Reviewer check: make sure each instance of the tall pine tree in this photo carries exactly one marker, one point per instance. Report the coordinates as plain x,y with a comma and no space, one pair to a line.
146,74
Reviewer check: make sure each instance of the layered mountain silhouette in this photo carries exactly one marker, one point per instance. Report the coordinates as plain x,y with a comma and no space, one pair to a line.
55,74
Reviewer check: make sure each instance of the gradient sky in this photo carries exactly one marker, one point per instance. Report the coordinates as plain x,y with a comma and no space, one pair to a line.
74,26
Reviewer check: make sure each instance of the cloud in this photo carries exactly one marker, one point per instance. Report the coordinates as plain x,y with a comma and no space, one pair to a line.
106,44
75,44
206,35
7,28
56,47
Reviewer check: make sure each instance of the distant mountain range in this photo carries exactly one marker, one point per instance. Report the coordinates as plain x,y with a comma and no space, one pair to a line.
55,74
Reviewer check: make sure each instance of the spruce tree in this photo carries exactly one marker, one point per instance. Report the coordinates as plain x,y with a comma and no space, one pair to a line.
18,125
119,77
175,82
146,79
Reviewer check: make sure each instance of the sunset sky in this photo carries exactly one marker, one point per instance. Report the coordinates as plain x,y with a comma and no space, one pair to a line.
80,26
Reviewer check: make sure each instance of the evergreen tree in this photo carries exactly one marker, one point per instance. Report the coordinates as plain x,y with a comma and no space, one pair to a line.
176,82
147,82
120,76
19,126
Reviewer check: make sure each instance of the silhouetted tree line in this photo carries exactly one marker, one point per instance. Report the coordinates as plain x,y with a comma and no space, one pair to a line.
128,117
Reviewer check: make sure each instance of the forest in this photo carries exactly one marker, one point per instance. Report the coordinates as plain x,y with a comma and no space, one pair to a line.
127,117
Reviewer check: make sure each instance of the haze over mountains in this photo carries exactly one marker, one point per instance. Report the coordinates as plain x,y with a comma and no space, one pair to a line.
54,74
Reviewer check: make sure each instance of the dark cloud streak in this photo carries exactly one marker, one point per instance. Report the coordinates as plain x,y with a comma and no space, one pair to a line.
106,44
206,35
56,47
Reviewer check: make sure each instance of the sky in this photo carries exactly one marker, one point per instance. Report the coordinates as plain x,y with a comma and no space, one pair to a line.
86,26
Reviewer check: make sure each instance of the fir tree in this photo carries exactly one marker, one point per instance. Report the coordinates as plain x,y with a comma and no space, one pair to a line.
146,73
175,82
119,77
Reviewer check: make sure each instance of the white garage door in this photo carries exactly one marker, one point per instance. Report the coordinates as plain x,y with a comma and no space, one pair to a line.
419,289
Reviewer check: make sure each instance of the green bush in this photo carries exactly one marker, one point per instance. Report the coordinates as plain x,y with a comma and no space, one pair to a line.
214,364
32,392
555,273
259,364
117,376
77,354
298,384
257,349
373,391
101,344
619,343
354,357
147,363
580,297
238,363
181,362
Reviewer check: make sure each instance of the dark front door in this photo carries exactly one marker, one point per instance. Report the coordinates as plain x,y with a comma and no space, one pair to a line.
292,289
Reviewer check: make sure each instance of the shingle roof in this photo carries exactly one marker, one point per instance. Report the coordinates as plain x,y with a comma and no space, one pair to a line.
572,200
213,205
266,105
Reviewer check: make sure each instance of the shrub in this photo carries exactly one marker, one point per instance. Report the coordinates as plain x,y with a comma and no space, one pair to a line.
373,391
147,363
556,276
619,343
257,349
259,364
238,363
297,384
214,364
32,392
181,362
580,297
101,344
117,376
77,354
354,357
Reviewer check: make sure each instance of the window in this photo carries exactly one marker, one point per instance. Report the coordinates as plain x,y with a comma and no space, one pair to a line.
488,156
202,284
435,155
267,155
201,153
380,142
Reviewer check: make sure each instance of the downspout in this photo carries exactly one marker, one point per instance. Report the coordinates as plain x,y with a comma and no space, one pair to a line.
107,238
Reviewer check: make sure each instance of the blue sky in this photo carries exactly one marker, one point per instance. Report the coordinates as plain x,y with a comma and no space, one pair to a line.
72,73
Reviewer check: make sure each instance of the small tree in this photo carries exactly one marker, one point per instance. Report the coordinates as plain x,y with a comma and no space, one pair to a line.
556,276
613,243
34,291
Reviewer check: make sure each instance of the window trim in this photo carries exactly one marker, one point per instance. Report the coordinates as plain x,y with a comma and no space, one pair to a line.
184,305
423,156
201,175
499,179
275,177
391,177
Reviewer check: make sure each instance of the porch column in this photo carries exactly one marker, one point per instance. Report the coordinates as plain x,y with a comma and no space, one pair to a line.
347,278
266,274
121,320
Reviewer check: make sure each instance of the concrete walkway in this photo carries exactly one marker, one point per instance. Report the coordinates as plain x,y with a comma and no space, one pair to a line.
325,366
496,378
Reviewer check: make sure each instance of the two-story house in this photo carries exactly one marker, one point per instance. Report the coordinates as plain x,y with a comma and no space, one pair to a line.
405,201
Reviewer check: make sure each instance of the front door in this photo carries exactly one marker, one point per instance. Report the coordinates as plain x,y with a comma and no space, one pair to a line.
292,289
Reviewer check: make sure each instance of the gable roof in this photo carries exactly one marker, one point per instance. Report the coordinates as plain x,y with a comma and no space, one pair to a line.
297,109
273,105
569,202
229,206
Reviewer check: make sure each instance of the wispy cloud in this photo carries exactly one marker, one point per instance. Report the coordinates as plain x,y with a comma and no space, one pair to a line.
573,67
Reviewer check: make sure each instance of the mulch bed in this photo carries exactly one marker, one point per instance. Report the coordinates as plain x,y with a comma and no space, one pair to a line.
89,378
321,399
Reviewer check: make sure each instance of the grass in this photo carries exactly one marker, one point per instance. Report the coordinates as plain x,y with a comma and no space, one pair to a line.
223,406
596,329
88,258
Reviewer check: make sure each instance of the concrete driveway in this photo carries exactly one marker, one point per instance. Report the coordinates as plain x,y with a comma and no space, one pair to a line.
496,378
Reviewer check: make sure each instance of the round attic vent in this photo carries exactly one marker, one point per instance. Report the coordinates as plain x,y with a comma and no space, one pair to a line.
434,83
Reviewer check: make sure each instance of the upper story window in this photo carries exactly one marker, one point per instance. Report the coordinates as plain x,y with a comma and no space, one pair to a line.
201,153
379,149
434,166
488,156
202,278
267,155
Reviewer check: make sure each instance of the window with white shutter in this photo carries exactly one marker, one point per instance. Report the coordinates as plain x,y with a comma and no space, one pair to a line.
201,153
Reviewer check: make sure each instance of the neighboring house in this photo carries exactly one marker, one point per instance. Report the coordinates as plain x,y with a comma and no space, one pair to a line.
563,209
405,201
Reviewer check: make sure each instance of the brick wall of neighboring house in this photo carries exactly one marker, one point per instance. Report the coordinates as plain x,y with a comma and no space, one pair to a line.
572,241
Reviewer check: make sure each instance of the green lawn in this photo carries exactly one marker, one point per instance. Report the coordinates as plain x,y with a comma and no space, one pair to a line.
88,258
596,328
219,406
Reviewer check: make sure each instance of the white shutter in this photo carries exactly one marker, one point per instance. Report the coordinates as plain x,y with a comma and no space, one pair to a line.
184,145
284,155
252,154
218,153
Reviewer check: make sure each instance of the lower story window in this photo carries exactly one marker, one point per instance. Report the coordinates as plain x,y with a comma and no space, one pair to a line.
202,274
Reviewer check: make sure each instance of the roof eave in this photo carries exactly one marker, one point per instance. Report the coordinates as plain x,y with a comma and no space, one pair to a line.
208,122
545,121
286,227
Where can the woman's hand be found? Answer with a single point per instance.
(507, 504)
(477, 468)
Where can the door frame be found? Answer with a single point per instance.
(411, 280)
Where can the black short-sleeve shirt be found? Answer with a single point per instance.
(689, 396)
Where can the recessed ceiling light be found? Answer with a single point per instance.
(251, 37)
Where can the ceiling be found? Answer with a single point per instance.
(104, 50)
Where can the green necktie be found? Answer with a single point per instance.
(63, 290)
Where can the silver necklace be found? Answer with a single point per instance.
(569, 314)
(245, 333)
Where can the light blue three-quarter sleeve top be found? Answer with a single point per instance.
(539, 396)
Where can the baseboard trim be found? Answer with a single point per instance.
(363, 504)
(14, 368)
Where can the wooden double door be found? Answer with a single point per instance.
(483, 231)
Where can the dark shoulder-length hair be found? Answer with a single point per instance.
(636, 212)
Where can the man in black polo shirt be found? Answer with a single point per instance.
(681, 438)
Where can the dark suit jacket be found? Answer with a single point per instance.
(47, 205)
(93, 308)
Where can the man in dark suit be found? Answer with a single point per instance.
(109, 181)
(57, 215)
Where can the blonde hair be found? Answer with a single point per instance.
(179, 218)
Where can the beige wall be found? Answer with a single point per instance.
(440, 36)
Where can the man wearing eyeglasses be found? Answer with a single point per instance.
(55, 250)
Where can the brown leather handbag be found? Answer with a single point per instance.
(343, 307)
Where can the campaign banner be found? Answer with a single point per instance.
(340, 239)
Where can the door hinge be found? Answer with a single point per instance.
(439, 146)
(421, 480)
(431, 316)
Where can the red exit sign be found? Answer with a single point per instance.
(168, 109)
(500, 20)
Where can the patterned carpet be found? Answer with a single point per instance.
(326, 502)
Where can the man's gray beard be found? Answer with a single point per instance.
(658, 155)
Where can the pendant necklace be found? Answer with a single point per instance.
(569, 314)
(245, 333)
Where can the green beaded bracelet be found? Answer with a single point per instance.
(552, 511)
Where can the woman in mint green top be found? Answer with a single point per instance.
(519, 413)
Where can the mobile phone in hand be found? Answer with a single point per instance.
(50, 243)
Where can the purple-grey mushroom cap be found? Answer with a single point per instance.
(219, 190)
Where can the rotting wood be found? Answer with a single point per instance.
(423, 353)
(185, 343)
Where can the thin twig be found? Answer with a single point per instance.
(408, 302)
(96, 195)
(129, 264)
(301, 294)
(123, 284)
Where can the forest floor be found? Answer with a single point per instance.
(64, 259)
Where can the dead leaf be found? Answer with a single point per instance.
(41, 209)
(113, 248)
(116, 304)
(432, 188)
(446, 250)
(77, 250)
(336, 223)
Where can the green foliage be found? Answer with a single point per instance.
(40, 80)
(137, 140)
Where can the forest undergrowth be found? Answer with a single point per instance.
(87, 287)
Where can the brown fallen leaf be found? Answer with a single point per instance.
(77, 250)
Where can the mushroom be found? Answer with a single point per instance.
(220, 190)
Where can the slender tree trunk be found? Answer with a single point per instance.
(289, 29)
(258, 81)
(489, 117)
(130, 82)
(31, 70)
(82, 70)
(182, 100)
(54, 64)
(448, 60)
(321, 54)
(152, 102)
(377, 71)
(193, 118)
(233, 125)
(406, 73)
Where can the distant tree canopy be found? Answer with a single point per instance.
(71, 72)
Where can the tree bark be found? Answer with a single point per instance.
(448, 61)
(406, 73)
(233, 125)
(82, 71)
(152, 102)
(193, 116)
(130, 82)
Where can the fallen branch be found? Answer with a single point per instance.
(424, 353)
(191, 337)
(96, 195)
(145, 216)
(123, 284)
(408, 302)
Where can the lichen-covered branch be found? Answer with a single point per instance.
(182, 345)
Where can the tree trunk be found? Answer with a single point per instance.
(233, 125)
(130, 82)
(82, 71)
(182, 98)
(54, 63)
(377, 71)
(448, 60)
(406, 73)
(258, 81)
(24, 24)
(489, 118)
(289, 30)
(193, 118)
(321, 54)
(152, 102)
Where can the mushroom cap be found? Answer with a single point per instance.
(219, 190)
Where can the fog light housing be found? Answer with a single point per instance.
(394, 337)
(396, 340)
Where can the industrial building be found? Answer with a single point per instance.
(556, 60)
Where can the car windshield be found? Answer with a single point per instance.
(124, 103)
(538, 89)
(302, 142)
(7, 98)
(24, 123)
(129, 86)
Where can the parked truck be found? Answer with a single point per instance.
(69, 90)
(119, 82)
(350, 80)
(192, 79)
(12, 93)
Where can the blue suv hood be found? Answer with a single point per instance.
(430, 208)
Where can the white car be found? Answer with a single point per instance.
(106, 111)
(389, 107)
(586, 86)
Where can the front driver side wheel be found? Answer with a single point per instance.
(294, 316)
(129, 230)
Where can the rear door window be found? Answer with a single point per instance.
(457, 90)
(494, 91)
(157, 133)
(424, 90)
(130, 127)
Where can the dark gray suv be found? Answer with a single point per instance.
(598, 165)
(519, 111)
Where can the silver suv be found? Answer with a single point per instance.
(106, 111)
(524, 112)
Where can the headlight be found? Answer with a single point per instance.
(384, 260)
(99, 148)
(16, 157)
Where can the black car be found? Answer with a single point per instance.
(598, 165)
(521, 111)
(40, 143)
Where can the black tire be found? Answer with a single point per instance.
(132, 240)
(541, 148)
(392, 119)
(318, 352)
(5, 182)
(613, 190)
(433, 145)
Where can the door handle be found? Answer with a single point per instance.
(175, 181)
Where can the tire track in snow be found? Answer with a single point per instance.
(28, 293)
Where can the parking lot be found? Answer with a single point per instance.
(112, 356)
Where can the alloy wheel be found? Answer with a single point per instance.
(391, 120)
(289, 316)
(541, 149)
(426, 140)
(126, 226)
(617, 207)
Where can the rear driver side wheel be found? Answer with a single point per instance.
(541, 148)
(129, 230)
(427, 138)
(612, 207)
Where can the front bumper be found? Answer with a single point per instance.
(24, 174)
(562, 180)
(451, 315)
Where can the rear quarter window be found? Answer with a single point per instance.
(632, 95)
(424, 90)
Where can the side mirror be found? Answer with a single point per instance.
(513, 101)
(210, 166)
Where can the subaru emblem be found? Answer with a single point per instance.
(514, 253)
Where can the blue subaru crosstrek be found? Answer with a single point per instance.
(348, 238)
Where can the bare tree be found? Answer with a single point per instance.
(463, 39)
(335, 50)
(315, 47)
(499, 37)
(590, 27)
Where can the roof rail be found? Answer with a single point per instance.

-*-*-

The task:
Write down exactly the line with "Where can the subaru", then each line after it through the end of the data.

Exercise response:
Where can the subaru emblem be found? Answer with a single point per instance.
(514, 253)
Where can the blue subaru crosstrek be found? Answer with a single point per instance.
(348, 238)
Where can the bare tree be found? Answer with a single point per instance.
(463, 39)
(335, 50)
(315, 47)
(499, 37)
(590, 27)
Where can the roof rail be found? Answer with a single point per instance.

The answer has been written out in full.